• GIVEN PROBLEM:
Pick out each line in the items below that contains the string "Target", and copy those lines.

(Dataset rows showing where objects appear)
>>

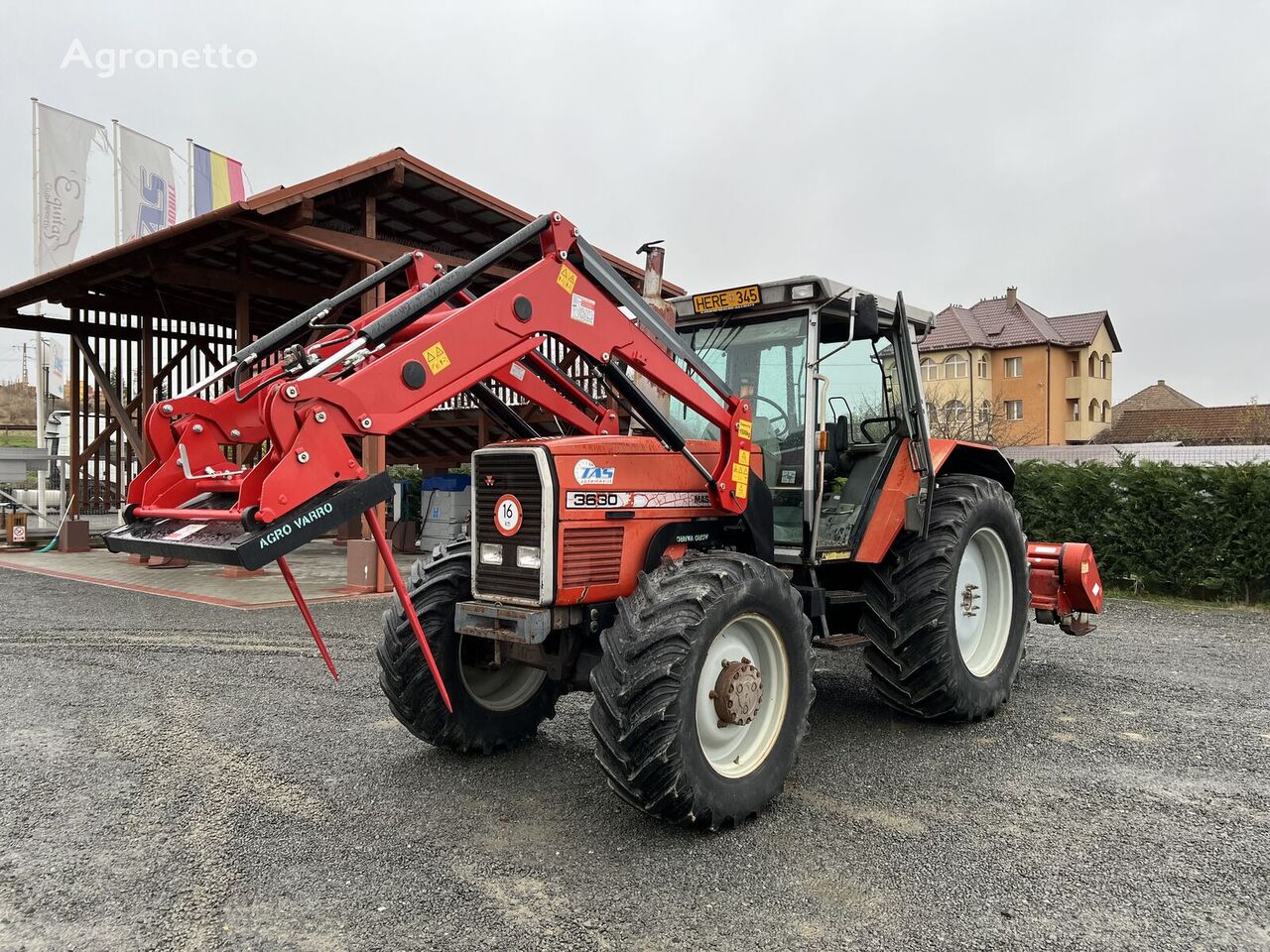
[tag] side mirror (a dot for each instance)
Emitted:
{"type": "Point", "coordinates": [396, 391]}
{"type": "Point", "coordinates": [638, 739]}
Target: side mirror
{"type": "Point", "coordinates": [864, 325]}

<<
>>

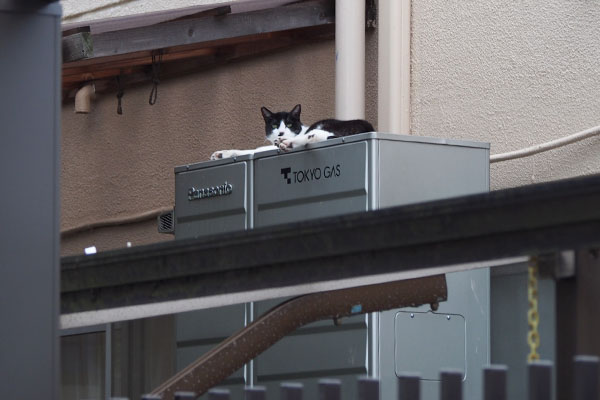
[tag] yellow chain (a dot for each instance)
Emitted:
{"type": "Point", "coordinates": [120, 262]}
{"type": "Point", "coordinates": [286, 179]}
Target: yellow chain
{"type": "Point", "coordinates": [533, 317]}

<<

• THE ANSWER:
Target: side mirror
Target: yellow chain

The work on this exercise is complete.